━━━ GIVEN TEXT
In my son’s name
In my son’s name
patsyohara.jpg

The following is the text of the message from Peggy O’Hara, mother of hunger-strike Patsy O’Hara, on the first Anniversary of the Hunger Strike deaths to Irish Solidarity activists in Scotland and England.

To all who gather in my son’s name I want you to know that it is a great source of consolation and pride that you should choose to remember and commemorate the first anniversary of the deaths in the H-Blocks of Long Kesh. It softens the bitterness in my heart to know that there are some people in England and Scotland who know enough of Irish history to make them understand why my dear son Patsy and his comrades had to die on Hunger-Strike. Patsy’s suffering and death and my suffering with him has given me a free mind and an open eye which helps me to bear an aching heart. I realise that the mass of the British working class are as oppressed as the people of Ireland though in a different scenario.

Repression in Britain itself is nowadays more secretive, subtle and sophisticated (they haven’t used plastic bullets yet), but the politically unaware masses are so brainwashed that they are blind to the real causes of their misery. It is bad enough to be a slave but to be in love with your slave-master is the final degradation. That thought came to my head as I watched the adulation poured on Prince Charles with his income of millions every year. The sight of the jobless and dispossessed cheering and flag-waving, not knowing where their next day’s dinner was coming from, was to me a very depressing sight. It brought to mind that chapter in Irish history when in 1848 Queen Victoria came to visit Ireland, after she and her overlords had contrived and engineered the genocide of the Irish people, letting two million die in the guise of what is called the ‘potato famine’. When the boney wretched beings, who were the survivors lined the roads as her coach passed by, waving and bowing to her. Yes, we still have those kind of poor slaves in Ireland too. Yet my son and his comrades refused to be a slave and the powers that be in England do not let his kind of people live.
━━━━━━
STATED EXERCISE 1:
Count the lines in the listing that contain the string "bare", with case counting. Give only the number.
━━━ EXTRACTED MATERIAL
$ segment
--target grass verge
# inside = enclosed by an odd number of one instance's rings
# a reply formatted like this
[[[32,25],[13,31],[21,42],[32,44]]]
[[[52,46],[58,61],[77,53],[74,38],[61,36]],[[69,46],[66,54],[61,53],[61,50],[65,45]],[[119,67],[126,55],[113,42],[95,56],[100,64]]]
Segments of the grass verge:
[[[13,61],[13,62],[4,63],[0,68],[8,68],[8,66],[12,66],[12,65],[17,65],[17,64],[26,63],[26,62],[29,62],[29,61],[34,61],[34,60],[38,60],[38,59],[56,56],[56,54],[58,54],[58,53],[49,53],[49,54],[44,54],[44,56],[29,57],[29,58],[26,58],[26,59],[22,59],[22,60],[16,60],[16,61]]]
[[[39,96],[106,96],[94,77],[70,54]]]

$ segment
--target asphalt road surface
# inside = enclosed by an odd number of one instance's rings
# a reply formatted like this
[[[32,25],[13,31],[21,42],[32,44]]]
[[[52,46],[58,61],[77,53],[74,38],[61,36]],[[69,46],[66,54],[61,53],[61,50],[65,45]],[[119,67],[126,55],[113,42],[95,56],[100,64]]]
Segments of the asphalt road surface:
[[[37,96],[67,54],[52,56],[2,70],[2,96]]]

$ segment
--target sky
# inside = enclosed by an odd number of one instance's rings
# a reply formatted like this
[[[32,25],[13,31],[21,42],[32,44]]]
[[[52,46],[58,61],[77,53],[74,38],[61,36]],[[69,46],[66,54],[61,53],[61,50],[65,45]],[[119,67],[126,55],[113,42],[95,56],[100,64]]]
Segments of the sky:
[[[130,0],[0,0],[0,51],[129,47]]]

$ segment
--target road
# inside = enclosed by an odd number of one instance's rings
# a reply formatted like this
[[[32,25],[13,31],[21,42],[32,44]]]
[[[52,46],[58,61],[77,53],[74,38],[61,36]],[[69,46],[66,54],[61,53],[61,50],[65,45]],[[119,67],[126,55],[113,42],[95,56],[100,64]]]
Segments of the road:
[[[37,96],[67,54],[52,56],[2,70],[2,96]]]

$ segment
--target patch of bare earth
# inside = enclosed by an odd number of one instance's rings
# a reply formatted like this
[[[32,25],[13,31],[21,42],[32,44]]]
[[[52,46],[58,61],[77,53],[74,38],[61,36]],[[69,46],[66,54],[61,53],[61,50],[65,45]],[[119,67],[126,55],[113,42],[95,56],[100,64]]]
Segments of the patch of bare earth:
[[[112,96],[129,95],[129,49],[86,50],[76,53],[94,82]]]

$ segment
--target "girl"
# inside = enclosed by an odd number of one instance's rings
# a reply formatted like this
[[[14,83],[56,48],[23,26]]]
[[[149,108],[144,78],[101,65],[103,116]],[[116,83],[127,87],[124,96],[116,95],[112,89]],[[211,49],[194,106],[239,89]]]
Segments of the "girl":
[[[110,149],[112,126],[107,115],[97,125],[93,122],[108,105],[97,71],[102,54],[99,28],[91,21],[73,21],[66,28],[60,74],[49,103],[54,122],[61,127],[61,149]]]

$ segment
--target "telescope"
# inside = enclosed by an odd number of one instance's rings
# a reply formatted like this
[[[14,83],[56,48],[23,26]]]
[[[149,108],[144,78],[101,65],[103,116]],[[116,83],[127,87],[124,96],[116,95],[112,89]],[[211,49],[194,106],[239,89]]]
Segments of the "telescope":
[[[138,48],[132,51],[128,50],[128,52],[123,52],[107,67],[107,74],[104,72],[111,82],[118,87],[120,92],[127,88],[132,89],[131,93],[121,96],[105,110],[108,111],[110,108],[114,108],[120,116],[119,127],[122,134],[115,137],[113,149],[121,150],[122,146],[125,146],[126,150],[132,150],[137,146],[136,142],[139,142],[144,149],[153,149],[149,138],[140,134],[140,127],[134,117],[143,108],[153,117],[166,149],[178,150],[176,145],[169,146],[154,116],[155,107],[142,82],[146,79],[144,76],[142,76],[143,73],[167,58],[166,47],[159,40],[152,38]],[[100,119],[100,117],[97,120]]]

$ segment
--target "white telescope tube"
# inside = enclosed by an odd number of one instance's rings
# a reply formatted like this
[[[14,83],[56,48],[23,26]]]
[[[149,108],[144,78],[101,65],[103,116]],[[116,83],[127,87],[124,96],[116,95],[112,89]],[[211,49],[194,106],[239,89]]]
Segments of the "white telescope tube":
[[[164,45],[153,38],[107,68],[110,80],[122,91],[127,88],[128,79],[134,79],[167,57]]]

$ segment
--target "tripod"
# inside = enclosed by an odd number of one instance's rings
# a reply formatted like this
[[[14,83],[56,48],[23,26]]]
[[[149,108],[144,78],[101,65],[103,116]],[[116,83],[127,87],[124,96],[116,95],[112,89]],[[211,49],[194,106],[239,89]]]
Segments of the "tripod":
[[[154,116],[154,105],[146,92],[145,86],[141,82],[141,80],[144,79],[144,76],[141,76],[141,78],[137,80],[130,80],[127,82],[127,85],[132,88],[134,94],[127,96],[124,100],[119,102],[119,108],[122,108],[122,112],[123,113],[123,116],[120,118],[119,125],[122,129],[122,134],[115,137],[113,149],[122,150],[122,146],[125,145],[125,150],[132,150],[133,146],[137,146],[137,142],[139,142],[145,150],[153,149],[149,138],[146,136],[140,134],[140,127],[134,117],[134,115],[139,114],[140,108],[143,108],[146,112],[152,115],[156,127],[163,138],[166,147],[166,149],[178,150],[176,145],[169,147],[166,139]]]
━━━━━━
STATED EXERCISE 2:
In the message from Peggy O'Hara, why does the bitterness in her heart soften?

WRITTEN ANSWER 1:
2

WRITTEN ANSWER 2:
It softens because she knows that some people in England and Scotland know enough Irish history to understand why her son Patsy and his comrades had to die on hunger strike. She also takes great consolation and pride in their choosing to remember the first anniversary of the deaths in the H-Blocks.